**DOCUMENT:**
+--

The NEMA folks that actually manufacture aluminum wire flatly admit, now, that they screwed up, then.

They ENTIRELY missed the 'creep' factor -- which was slow enough to burn them (went unnoticed) -- yet fast enough to burn houses down. (once it was installed, commonly)

An entirely new aluminum alloy has been brought to market. (AA 8000) With panic effort, a blend was found that simply has more dimensional stability within the common range of temperatures required. It's been out for quite a while, but, once burned is to be twice shy.

http://www.southwire.com/commercial/AluminumBuildingWireHistory.htm

"Creep resistance

Aluminum alloy conductor alloy materials and annealing process reduces the conductor in the heat and pressure under the " creep " tendency, relative to pure aluminum, creep resistance can be increased by 300%, to avoid the cold flow or creep relaxation induced problems."

http://www.goldensunny.com/en/news/industry/9.html

Sorry for their terrible wording, English being their second language.


----------



## JohnnyElectric (Aug 30, 2013)

don_resqcapt19 said:


> Can you document that? Ideal 65 is still on the list of wire connectors that are UL listed.
> 
> The are not listed for aluminum to aluminum at this time. I think that is the listing they lost.

+--

Coordinate labeling data

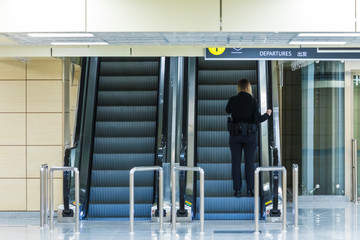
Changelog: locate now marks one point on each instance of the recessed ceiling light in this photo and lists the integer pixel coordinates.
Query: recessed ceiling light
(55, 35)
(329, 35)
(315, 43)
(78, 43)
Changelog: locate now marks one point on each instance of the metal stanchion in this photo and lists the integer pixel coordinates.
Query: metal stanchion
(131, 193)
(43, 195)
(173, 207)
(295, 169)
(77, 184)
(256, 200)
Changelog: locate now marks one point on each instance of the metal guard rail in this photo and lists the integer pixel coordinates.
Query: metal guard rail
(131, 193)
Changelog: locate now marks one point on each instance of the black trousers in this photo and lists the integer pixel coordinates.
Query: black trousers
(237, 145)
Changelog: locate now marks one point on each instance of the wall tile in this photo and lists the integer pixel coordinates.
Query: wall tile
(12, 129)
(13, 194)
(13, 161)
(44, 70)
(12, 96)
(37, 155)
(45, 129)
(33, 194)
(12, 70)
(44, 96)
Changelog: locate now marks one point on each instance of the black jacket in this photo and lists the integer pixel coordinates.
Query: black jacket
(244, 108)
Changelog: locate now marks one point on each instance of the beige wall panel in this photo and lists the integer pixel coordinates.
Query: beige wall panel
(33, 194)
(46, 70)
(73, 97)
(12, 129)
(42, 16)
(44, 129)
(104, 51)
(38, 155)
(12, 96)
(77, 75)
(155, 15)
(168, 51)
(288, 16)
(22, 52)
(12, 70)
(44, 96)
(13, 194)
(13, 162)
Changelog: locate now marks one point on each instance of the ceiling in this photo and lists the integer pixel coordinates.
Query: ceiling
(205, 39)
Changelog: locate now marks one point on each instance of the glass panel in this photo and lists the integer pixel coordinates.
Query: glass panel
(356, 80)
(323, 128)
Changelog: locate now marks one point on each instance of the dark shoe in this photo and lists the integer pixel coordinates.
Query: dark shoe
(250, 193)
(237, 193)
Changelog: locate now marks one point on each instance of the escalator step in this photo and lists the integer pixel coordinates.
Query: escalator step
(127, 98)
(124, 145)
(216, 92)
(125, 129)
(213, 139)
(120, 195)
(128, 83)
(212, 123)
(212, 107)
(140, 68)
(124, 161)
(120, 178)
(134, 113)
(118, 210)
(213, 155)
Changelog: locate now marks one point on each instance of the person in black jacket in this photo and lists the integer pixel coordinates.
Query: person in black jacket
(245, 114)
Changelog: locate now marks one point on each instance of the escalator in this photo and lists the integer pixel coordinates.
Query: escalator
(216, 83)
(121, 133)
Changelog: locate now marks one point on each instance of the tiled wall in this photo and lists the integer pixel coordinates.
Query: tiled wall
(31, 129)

+--

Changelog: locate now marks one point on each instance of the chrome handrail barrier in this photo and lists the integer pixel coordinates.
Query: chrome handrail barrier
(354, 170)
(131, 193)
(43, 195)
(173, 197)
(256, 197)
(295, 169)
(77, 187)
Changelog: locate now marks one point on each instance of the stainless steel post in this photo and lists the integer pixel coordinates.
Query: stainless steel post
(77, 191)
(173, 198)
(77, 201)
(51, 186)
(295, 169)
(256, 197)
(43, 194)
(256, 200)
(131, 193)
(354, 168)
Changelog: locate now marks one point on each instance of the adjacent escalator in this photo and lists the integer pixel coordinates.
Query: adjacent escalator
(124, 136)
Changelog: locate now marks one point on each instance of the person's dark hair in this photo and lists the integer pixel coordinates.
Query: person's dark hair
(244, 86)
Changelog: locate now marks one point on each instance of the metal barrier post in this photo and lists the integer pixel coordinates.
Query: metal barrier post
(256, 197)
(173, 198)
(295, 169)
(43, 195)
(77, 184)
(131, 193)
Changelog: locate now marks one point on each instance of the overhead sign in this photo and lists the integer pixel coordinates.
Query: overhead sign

+--

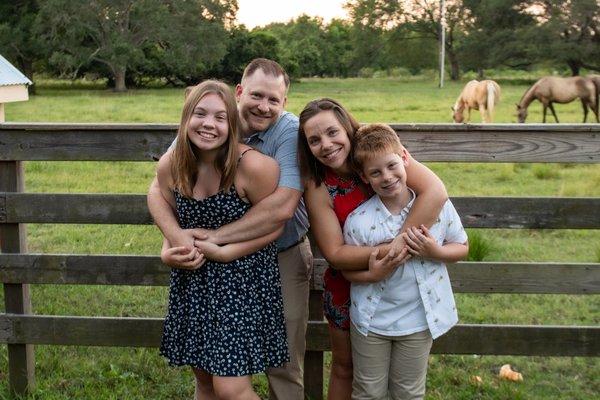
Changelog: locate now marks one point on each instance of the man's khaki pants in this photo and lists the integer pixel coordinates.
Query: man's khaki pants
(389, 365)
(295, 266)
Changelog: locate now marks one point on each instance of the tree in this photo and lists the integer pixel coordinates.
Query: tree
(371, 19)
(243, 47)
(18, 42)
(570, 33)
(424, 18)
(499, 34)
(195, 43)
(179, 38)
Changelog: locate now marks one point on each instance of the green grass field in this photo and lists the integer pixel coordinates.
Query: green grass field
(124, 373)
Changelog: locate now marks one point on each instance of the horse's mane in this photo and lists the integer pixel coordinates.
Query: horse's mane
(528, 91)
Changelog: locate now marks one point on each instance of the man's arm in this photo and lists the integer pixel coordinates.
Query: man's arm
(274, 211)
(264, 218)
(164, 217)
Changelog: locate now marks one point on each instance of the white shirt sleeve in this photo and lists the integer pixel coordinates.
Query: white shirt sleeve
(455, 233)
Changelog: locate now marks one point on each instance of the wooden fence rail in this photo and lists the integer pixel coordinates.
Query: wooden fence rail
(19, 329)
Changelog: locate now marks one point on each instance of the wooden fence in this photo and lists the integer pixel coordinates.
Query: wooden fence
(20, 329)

+--

**REQUIRED WORK:**
1 – In the aluminum wire thread, give the passage from "The NEMA folks" to "was installed, commonly)" again, but change "aluminum wire" to "aluminum cable".
2 – Answer these questions about the aluminum wire thread:
(a) What designation is given for the new aluminum alloy?
(b) According to the quoted passage on creep resistance, by how much can creep resistance be increased relative to pure aluminum?
(c) Which wire connector is said to still be on the list of UL listed wire connectors?
3 – Resume the aluminum wire thread where it ends and carry it on.
The listing has no connection to the aluminum wire thread and should be treated as separate material.

**ANSWERS TO THE PROBLEMS:**
1 –
The NEMA folks that actually manufacture aluminum cable flatly admit, now, that they screwed up, then.

They ENTIRELY missed the 'creep' factor -- which was slow enough to burn them (went unnoticed) -- yet fast enough to burn houses down. (once it was installed, commonly)

2 –
(a) AA 8000
(b) By 300%
(c) Ideal 65

3 –
> 
> The are currently listed for aluminum to copper connections.


You might be right about the UL listing, but the Consumer Product Safety Commission at http://www.cpsc.gov//PageFiles/118856/516.pdf

Considers all aluminum wiring connections that haven't been remediated to be in need of repair, and the methods they approve of are complete re-wiring with copper wiring, COPALUM, or AlumiConn connectors. They used to inclue the purple twisters until failure became a common issue. 

Personally speaking, even if the Purple twisters are still UL listed, I wouldn't use them as they do not solve the problem of overtorquing, or distressing the Aluminum connectors. I've seen many of them burn and melt.

Copper, being much harder than Aluminum is very forgiving of overtightening, but Aluminum deforms, creating a point where the wire gauge is essentially reduced, which is a good part of the cause of the heat that leads to failure.

The COPALUM is made to provide a consistent pressure with every connection, and the Alumiconn connectors are used with a torque screwdriver to prevent this issue.


----------



## JohnnyElectric (Aug 30, 2013)

Not to beat a dead horse, but we also have the following:

http://inspectapedia.com/aluminum/Twist_On_Connecrtors_Aluminum_Wire.php
Where the CPSC specifically mentions the Ideal 65 as not being recommended for use with aluminum connections.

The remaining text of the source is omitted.